**Instructions**
1. Reproduce everything in the hypoglycemia text from "The mechanism is" down to "likely the explanation.".
2. Extend the text on causes of low blood sugar with new sentences that pick up after its last line.

**Text passage**
· · ·

Cortisol, produced by your adrenal glands, plays a direct role in how your body converts food into energy and maintains blood sugar between meals. When your adrenal glands don’t produce enough cortisol (a condition called adrenal insufficiency), your body loses one of its key tools for keeping glucose stable. People with secondary adrenal insufficiency are especially prone to low blood sugar episodes. Thyroid disorders and pituitary gland problems can also disrupt the hormonal balance that regulates glucose.

Previous Stomach Surgery

If you’ve had gastric bypass or other bariatric surgery, hypoglycemia is a recognized complication. In one study, 38% of gastric bypass patients showed episodes of low blood sugar when monitored with a continuous glucose sensor. About 12% reported symptoms serious enough to need help from another person.

The mechanism is called late dumping syndrome. After surgery, food moves through your digestive tract much faster than normal. When carbohydrates hit the small intestine quickly, your body releases an excessive burst of insulin. One to four hours later, that insulin surge has driven your blood sugar too low, causing sweating, dizziness, and fatigue. If you’ve had bariatric surgery and notice these symptoms after meals, this is likely the explanation.

· · ·

**Given records**
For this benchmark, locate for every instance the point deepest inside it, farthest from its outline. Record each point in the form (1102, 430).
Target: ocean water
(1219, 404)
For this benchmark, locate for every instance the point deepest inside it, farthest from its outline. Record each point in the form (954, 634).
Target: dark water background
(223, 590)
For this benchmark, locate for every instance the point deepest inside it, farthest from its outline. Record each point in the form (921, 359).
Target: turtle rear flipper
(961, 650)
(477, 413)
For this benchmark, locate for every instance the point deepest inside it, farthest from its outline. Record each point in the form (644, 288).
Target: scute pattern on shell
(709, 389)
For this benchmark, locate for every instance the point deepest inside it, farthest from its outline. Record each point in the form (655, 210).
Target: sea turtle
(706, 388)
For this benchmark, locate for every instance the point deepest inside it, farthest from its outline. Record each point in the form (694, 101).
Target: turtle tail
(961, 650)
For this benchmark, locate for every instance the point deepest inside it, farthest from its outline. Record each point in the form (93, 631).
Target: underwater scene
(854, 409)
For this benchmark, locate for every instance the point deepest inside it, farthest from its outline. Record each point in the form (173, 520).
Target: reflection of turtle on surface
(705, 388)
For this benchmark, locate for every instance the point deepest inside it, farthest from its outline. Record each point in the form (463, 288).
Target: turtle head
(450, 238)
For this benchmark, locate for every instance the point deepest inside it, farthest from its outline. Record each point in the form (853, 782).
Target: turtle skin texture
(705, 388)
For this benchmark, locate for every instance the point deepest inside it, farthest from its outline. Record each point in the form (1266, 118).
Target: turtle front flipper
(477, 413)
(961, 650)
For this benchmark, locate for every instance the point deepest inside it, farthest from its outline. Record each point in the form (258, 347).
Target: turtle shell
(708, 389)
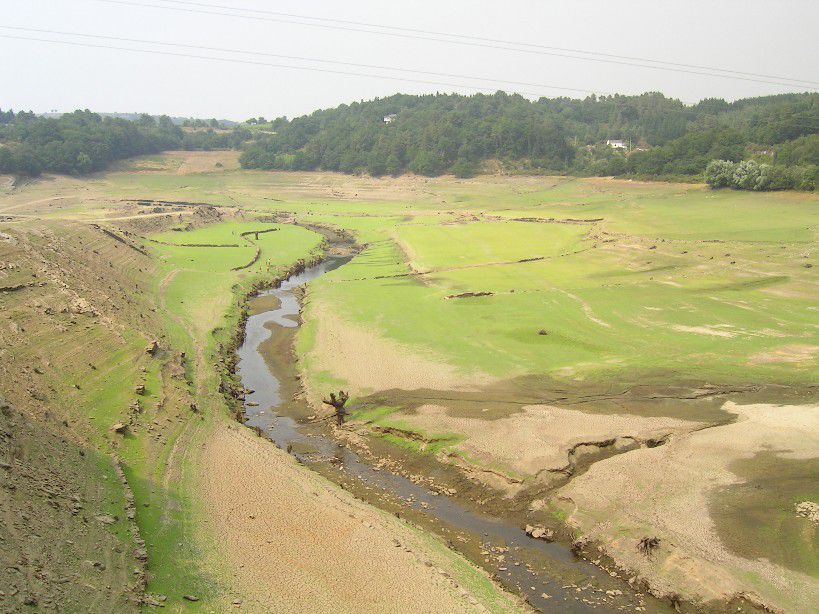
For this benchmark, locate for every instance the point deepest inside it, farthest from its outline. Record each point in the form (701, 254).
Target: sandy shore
(295, 542)
(666, 492)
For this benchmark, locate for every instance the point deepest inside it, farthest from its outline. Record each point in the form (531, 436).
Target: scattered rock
(120, 428)
(106, 519)
(540, 533)
(809, 510)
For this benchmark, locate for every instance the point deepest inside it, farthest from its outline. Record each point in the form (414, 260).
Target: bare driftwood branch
(337, 402)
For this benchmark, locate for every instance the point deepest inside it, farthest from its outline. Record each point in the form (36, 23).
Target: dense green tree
(720, 173)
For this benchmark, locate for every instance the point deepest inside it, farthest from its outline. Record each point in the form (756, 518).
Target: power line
(488, 40)
(271, 64)
(300, 58)
(736, 76)
(257, 63)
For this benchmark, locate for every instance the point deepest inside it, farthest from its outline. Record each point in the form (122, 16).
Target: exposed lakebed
(548, 575)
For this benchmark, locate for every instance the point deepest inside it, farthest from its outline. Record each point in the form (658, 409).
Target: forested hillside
(444, 133)
(776, 137)
(83, 142)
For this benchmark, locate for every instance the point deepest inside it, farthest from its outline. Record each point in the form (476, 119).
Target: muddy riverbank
(548, 575)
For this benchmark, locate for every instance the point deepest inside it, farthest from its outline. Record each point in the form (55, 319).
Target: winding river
(548, 575)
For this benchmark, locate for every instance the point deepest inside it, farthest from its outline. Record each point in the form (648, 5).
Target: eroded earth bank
(627, 370)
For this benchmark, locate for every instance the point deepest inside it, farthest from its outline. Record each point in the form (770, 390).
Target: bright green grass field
(672, 284)
(724, 289)
(198, 279)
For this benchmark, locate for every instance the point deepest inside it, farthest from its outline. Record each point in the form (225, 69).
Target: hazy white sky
(771, 37)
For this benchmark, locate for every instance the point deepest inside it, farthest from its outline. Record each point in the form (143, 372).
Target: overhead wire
(438, 39)
(484, 39)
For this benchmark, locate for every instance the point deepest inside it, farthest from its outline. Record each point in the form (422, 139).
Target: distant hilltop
(179, 121)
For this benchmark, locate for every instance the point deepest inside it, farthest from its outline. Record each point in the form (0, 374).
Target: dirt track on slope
(295, 543)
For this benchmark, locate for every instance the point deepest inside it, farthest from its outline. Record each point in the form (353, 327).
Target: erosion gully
(546, 574)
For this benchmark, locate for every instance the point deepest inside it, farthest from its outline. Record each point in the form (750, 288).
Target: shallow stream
(548, 575)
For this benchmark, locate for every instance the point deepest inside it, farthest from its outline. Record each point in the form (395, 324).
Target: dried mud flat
(666, 470)
(296, 544)
(669, 492)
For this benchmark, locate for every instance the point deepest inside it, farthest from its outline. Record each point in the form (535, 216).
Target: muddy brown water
(548, 575)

· · ·

**Results of the tasks**
1.
The mechanism is called late dumping syndrome. After surgery, food moves through your digestive tract much faster than normal. When carbohydrates hit the small intestine quickly, your body releases an excessive burst of insulin. One to four hours later, that insulin surge has driven your blood sugar too low, causing sweating, dizziness, and fatigue. If you’ve had bariatric surgery and notice these symptoms after meals, this is likely the explanation.

2.
Rare Causes

Certain tumors in the pancreas (called insulinomas) produce excess insulin, causing repeated episodes of low blood sugar. Inherited metabolic disorders can also impair your body’s ability to regulate glucose. These are uncommon but worth investigating if no other explanation fits, particularly if your episodes are frequent and severe.

How Symptoms Progress

Low blood sugar produces two waves of symptoms, and recognizing the first wave is important because it gives you time to act before things get worse.

The early warning signs come from your body’s stress response kicking in: sweating, shakiness, a racing heartbeat, anxiety, and sudden intense hunger. These are your body’s alarm bells, signaling that glucose is dropping and you need fuel.

If blood sugar continues to fall, the symptoms shift to your brain, which depends almost entirely on glucose for energy. You may feel weak, dizzy, or unusually tired. Concentration becomes difficult. Your behavior might seem off to people around you, sometimes resembling intoxication. Vision can blur. In severe cases, this can progress to confusion, seizures, loss of consciousness, or coma. The transition from “I feel shaky” to “I can’t think straight” can happen quickly, which is why treating early symptoms right away matters.

What to Do During an Episode

The standard approach is the 15-15 rule: eat or drink 15 grams of fast-acting carbohydrates, then wait 15 minutes and check your blood sugar again. If it’s still below 70 mg/dL, repeat. Good sources of 15 grams of carbs include four glucose tablets, four ounces of juice or regular soda, or a tablespoon of honey.

Avoid foods with fat or protein for this initial correction. Fat slows digestion, which delays the glucose from reaching your bloodstream. Once your blood sugar is back above 70 mg/dL, follow up with a balanced snack or meal to keep it stable.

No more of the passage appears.